### Source extract
---------------

The state sits among the regions hardest hit by recurring disasters, where conflict, poverty and climate shocks collide. Each flood season wipes out crops and livelihoods, pushing already vulnerable households closer to the edge and worsening an entrenched nutrition emergency.
How flooding drives child malnutrition
Floods do their damage in several ways. They submerge farmland and ruin harvests, cutting off the food supply that families depend on. They also contaminate water and spread disease, and repeated childhood illness makes it far harder for young bodies to absorb the nutrients they need.
Stagnant water and poor sanitation, especially in displacement camps, fuel outbreaks of cholera, typhoid and malaria. Sick children eat less and lose more, and the combination of poor feeding, weak maternal nutrition and constant illness drives malnutrition rates steadily upward.
A wider crisis in the North East
Adamawa’s struggles are part of a broader emergency across Nigeria’s North East. Millions of people in Borno, Adamawa and Yobe need urgent humanitarian assistance, the product of years of insecurity layered on top of recurrent floods and disease outbreaks that strain thin resources.

---------------

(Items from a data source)

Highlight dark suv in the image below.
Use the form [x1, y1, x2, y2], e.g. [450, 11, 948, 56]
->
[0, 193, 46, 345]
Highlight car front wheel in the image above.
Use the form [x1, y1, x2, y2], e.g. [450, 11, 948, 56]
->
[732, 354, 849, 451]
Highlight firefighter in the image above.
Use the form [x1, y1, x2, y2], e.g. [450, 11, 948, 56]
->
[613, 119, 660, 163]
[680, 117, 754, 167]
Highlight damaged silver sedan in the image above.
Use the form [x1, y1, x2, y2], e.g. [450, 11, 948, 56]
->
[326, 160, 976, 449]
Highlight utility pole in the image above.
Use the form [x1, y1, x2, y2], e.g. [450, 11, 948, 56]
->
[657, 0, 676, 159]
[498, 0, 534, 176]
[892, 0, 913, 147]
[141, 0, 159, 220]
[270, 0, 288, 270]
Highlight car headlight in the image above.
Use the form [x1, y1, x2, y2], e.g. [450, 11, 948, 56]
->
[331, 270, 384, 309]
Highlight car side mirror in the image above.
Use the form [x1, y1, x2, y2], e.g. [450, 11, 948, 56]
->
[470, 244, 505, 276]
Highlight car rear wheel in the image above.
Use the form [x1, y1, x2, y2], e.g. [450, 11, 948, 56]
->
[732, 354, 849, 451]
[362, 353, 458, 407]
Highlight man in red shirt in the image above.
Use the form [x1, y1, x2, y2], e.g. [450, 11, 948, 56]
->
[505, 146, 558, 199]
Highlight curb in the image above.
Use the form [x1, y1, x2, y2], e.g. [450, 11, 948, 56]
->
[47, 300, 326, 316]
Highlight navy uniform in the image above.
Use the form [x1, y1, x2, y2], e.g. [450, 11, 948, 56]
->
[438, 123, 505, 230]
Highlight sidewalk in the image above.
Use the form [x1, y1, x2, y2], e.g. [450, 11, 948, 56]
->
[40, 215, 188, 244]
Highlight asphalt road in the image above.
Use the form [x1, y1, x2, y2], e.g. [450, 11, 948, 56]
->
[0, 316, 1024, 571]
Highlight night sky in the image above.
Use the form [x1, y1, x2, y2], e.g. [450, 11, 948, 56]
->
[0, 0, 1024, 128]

---------------

### Exercise directions
Extend the passage above on flooding and child malnutrition in Adamawa, continuing after its last sentence.

### Solved exercise
Humanitarian agencies have repeatedly appealed for funding to respond to alarming hunger and malnutrition in the region. The needs are vast, and aid workers say gaps in support leave the most vulnerable, particularly young children and nursing mothers, exposed when disaster strikes.
Climate shocks deepen the danger
Experts link the worsening floods to a changing climate that brings heavier, less predictable rains. For farming communities with little protection, each season carries the threat of ruin, eroding the gains families make in the dry months and trapping them in cycles of loss.
The damage extends beyond food. Destroyed roads and submerged clinics make it harder to reach children with treatment, while displacement scatters families into crowded camps where disease spreads fast and nutrition support is stretched thin.
Children pay the highest price
The human cost falls heaviest on the young. Reports describe children in flood-hit communities forced into scavenging and waste-picking to survive, missing school and risking their health as families lose the means to provide. Such hardship deepens the very malnutrition that threatens their futures.
Poor feeding practices and inadequate maternal nutrition compound the damage, locking some children into cycles of stunting and illness. Without sustained intervention, today’s emergency risks shaping a generation marked by preventable harm.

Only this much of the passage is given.